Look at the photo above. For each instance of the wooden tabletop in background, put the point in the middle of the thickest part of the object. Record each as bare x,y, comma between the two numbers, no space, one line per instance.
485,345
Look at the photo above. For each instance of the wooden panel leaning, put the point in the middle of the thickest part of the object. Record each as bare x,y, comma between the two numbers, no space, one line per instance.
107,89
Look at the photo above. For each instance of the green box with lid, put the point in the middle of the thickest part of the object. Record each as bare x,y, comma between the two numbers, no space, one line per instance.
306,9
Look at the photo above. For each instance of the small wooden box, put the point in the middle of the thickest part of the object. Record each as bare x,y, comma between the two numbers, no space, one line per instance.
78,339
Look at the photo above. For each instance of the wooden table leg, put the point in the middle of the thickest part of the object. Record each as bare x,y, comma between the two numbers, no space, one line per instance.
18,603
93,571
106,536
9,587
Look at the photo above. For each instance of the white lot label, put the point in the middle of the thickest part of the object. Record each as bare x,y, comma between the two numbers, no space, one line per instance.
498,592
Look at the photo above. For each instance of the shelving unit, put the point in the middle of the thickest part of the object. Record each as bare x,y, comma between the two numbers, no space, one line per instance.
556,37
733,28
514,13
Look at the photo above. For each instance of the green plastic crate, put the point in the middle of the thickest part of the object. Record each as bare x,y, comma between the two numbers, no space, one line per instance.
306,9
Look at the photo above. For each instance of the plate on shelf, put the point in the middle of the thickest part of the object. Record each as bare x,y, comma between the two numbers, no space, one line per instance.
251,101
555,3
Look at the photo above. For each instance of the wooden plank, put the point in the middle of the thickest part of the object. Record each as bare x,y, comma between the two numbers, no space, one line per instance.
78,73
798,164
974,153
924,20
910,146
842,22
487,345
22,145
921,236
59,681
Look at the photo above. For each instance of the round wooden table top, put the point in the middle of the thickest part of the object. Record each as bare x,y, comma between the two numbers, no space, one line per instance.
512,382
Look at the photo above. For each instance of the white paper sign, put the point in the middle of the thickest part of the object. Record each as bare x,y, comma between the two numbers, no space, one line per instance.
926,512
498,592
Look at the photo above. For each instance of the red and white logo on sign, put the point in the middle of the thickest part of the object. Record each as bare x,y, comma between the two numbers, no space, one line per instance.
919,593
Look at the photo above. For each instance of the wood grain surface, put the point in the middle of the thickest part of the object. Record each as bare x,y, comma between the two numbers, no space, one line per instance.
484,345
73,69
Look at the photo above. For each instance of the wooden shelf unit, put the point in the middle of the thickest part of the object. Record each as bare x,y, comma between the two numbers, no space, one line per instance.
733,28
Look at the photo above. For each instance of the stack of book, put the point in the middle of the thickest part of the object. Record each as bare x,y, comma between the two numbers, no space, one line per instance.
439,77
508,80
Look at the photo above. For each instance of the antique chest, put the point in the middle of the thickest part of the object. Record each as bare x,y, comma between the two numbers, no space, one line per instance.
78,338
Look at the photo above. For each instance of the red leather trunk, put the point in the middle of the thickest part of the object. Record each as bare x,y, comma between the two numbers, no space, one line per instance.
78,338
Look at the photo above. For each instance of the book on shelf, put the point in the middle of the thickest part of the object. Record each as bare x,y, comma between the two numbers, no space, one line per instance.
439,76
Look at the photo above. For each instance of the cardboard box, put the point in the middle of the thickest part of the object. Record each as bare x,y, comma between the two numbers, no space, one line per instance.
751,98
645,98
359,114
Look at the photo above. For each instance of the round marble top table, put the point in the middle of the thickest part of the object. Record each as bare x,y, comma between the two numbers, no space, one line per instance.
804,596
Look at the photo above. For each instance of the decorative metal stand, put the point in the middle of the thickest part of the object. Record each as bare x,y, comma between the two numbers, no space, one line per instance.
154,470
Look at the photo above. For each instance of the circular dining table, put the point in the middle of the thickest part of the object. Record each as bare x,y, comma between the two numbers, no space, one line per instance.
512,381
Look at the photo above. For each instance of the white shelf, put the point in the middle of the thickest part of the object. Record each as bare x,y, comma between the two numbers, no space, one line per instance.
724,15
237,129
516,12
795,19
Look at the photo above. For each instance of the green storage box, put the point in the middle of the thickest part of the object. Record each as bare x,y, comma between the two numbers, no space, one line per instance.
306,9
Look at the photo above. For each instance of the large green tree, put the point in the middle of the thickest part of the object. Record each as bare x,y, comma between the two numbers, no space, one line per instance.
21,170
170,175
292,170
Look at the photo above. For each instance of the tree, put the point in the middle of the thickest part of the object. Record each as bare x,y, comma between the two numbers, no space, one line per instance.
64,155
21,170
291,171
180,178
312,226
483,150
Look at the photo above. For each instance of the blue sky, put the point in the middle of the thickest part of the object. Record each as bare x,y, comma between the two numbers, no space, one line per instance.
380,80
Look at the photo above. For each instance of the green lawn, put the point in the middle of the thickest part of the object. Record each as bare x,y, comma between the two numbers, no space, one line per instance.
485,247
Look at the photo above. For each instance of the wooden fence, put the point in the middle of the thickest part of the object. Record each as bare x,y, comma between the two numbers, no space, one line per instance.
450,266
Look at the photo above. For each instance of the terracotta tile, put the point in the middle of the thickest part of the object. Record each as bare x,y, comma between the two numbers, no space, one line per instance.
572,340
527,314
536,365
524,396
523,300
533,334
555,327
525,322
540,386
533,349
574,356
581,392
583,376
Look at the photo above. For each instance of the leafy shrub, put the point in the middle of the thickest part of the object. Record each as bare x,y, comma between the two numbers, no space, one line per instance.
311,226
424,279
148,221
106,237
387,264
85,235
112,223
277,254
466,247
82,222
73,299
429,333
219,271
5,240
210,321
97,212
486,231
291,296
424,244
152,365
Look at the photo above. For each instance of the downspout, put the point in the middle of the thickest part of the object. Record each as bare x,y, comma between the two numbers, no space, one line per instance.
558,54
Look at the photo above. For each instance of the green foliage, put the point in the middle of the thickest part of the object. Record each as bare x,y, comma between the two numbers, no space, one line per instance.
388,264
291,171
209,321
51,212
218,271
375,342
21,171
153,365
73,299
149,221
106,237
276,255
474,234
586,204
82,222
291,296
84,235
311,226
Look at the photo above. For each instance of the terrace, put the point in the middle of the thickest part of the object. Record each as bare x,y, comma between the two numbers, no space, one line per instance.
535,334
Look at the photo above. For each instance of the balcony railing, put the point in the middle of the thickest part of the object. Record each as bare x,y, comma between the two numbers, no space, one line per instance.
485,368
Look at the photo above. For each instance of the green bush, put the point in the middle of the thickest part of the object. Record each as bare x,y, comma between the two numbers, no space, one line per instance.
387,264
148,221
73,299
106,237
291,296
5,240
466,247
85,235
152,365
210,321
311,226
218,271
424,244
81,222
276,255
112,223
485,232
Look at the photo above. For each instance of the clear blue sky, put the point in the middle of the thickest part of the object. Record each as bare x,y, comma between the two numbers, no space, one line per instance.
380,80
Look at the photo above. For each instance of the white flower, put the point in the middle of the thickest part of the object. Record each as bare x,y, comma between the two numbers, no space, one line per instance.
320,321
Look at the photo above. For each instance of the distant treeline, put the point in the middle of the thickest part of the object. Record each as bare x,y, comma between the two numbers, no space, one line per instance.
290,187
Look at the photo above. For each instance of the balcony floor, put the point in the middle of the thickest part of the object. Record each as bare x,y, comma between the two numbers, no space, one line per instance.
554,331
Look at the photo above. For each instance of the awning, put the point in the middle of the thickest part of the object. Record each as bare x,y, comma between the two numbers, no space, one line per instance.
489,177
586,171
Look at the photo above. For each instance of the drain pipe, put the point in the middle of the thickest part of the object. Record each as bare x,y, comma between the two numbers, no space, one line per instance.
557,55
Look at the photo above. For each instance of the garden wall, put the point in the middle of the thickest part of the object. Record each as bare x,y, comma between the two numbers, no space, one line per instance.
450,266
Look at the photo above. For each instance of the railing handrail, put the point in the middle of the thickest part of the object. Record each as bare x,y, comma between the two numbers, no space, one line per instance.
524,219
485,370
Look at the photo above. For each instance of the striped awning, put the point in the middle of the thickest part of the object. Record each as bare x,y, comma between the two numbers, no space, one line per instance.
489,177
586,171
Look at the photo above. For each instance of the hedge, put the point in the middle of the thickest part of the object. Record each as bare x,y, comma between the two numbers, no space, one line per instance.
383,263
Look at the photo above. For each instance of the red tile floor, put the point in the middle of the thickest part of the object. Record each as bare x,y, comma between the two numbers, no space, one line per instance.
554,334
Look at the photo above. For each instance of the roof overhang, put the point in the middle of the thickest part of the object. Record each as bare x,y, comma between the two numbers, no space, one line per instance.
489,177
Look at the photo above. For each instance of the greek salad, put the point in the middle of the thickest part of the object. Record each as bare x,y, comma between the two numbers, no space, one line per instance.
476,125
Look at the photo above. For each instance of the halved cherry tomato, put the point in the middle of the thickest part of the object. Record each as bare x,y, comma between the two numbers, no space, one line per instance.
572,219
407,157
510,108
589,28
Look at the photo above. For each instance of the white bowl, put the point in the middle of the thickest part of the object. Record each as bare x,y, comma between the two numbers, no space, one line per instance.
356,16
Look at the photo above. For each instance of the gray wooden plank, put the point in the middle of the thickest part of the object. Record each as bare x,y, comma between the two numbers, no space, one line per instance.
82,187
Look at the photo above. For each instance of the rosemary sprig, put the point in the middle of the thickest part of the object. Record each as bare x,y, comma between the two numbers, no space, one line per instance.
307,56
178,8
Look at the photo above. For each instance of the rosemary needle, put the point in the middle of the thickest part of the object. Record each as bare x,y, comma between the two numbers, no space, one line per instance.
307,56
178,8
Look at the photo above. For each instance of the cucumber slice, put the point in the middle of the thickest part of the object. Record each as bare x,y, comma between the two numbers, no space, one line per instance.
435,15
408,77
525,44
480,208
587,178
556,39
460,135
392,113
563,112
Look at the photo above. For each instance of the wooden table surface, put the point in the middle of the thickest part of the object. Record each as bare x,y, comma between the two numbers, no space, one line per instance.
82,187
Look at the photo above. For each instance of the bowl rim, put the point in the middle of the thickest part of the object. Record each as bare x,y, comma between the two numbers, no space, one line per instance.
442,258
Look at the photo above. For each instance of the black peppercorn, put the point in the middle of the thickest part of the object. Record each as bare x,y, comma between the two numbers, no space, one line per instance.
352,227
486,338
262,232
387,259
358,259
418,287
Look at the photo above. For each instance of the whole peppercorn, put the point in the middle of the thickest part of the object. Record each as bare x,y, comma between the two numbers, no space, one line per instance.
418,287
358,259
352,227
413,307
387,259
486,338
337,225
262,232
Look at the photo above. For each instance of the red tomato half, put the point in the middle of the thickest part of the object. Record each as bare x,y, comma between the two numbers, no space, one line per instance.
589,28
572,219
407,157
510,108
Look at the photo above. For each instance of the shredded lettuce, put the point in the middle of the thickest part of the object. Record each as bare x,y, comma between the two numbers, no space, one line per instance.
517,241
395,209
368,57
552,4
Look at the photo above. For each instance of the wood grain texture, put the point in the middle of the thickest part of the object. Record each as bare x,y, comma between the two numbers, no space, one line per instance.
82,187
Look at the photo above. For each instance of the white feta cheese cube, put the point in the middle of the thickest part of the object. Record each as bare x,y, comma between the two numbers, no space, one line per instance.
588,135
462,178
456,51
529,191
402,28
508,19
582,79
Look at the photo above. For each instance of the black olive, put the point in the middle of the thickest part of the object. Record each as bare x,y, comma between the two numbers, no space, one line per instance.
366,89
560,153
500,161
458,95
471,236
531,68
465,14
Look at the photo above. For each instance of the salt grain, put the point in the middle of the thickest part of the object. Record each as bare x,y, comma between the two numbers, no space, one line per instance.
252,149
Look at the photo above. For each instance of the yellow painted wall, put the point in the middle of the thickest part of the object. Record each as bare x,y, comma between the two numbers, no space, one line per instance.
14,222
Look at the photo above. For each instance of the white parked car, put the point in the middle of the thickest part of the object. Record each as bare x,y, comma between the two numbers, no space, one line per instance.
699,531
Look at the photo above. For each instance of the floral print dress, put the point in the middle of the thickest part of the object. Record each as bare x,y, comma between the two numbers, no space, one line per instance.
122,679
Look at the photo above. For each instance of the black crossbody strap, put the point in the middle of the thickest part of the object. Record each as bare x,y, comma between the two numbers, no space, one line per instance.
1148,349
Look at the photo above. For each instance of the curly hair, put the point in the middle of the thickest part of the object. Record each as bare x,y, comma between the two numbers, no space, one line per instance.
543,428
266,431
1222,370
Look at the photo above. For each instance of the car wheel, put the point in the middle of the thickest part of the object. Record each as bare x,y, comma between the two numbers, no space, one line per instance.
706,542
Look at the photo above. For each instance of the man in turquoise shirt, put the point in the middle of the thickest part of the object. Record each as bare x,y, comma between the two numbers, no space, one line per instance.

=-=-=-=-=

_What you need to do:_
Retype the lines beginning at the one containing "Look at the photo above. For each instance of the curly" and ending at the final line of the material, both included.

_Answer box:_
Look at the photo above. For each instance of the curly hair, put the point in the middle of the thickest part of the object. Record each as bare x,y, comma between the two numbers, no space, one line per instance.
543,428
266,431
1222,370
Look at the photo above. For each instance of the car wheel, put the point in the middle of the thickest part of the object. Record each as bare x,y, comma between the two numbers, no space, one line per instance.
706,542
Look at the photo above. For each instance of the man in turquoise shirt, put the point in the middle of the thickest part of the object. Record each as bare x,y, comma between the two numbers, no space, one line per instance.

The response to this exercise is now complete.